- [Directions for this task]: Your answer should be every line with the word "reflection", copied from the data below.
──────── Given records ────────
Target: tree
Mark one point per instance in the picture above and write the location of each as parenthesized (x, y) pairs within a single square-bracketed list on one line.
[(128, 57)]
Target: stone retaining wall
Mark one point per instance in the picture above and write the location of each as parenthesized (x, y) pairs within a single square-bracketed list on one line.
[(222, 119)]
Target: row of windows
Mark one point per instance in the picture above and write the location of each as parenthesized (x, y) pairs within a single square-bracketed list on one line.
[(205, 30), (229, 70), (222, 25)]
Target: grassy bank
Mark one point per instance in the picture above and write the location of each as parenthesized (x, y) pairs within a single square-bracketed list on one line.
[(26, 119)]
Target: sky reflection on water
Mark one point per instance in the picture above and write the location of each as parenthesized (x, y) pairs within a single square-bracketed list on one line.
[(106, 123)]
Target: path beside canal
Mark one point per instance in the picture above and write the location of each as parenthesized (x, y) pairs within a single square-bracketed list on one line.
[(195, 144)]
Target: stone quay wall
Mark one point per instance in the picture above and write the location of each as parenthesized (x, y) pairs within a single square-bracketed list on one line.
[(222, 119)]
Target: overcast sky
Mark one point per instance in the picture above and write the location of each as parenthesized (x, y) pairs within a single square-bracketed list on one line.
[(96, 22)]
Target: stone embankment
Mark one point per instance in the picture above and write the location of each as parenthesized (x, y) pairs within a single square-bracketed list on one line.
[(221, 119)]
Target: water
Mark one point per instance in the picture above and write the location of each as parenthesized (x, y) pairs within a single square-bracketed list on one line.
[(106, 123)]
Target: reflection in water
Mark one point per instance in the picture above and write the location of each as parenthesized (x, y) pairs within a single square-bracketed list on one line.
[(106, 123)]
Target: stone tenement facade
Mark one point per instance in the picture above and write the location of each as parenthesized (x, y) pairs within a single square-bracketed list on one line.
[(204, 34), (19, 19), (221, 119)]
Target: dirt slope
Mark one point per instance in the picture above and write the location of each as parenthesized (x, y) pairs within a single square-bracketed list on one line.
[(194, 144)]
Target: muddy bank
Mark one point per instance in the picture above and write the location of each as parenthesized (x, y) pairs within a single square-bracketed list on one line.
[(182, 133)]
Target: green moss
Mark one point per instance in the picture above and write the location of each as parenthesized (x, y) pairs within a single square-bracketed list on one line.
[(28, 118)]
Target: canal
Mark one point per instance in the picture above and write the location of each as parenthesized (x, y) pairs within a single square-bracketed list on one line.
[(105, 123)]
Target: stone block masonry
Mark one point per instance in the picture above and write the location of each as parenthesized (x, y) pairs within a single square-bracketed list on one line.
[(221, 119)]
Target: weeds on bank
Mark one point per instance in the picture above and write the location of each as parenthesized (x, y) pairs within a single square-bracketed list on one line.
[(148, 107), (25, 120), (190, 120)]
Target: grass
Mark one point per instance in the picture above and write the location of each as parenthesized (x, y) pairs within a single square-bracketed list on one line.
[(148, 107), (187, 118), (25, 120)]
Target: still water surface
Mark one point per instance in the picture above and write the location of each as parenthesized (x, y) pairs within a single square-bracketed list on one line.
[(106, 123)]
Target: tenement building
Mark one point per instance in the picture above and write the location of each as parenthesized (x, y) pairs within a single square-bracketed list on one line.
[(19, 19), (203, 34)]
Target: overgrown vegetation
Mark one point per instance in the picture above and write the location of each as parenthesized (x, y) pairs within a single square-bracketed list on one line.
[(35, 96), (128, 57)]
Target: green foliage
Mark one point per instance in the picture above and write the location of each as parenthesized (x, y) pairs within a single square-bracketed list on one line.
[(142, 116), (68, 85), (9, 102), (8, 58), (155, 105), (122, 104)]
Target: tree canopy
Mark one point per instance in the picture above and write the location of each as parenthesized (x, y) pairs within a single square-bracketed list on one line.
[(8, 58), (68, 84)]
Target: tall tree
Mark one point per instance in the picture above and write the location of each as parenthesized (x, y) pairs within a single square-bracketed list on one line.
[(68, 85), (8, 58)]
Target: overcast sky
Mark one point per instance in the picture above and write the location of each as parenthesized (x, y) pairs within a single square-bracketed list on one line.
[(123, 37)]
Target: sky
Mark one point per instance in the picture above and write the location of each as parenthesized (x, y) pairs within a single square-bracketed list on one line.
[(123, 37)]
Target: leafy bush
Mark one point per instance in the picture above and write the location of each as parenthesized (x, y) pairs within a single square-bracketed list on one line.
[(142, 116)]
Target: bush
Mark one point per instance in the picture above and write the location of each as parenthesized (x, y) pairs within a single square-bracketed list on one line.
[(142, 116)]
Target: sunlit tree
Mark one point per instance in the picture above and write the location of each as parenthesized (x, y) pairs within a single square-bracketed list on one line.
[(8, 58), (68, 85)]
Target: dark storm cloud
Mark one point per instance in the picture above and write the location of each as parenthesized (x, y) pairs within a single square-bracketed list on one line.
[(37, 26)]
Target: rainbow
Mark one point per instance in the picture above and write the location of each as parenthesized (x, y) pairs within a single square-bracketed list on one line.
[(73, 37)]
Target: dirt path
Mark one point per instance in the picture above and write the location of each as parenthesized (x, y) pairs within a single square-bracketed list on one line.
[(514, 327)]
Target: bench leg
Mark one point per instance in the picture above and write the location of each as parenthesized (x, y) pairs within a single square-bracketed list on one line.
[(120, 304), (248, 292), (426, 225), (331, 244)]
────────
- [Answer below]:
Target: sky reflection on water
Target: reflection in water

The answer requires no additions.